**WORK INSTRUCTION**
Your task is to gather the lines below that hold the string "instance".

**DATA EXTRACT**

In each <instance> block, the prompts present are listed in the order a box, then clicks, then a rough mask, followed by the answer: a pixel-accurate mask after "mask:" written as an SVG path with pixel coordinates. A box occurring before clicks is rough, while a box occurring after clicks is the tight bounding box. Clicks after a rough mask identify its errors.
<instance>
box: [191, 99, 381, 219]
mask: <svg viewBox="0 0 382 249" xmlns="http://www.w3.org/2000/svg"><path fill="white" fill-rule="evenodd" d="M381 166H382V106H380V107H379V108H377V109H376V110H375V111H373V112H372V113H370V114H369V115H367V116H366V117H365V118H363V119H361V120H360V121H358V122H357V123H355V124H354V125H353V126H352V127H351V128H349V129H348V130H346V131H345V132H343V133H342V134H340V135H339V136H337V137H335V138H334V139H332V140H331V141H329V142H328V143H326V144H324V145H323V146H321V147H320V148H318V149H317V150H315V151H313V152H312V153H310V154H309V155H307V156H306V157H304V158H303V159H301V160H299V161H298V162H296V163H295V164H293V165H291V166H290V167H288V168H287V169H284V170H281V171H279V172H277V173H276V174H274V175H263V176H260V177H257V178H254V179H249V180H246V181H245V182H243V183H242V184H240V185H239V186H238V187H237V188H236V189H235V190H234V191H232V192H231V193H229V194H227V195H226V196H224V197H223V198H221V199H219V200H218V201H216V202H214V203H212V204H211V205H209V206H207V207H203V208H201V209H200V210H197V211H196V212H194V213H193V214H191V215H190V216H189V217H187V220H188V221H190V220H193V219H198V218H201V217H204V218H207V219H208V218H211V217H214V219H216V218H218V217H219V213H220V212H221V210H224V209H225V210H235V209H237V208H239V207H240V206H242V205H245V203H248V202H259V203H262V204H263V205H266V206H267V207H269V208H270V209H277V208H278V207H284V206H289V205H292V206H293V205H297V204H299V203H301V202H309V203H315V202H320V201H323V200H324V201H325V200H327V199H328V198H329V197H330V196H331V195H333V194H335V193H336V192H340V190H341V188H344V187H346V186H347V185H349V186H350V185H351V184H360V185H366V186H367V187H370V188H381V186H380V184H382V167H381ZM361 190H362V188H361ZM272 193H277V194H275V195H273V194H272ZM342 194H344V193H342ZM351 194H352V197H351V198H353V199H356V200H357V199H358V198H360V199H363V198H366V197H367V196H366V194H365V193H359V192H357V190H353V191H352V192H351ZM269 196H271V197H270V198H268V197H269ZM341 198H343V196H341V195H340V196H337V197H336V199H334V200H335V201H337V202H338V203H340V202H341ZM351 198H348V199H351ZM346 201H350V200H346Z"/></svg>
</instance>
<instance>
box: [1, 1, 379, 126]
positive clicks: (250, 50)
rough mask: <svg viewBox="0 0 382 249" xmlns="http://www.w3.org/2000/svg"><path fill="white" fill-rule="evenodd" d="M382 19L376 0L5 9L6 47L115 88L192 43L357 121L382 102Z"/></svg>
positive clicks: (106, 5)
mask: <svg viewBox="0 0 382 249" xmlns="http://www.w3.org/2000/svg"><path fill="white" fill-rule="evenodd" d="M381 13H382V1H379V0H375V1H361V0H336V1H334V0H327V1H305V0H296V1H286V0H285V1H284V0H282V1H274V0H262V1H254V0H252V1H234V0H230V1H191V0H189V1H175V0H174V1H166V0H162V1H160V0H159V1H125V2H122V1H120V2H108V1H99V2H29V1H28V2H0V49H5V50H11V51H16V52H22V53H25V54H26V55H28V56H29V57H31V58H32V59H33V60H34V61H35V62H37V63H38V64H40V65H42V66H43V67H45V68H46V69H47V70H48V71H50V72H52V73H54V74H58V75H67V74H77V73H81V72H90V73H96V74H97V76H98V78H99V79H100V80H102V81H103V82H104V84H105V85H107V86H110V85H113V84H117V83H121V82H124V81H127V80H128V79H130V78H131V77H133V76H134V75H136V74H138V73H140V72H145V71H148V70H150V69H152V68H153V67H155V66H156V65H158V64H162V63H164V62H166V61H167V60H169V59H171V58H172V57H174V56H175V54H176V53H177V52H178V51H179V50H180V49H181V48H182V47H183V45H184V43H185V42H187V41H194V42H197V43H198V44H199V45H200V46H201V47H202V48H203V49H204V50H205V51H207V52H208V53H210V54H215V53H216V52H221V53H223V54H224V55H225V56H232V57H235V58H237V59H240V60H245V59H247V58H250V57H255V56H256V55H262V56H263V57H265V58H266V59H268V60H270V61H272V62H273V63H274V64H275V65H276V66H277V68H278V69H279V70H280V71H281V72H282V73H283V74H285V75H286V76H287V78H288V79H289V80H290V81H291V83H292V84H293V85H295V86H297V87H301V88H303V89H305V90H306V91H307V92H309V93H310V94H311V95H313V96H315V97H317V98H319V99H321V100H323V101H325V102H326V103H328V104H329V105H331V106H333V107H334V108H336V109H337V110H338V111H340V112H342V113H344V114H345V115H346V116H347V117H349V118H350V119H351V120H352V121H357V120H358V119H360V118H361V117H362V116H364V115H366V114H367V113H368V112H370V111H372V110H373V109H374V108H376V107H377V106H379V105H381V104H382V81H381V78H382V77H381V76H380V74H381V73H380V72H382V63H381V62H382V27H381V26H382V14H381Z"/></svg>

**FINAL ANSWER**
In each <instance> block, the prompts present are listed in the order a box, then clicks, then a rough mask, followed by the answer: a pixel-accurate mask after "mask:" written as an SVG path with pixel coordinates. A box occurring before clicks is rough, while a box occurring after clicks is the tight bounding box. Clicks after a rough mask identify its errors.
<instance>
</instance>
<instance>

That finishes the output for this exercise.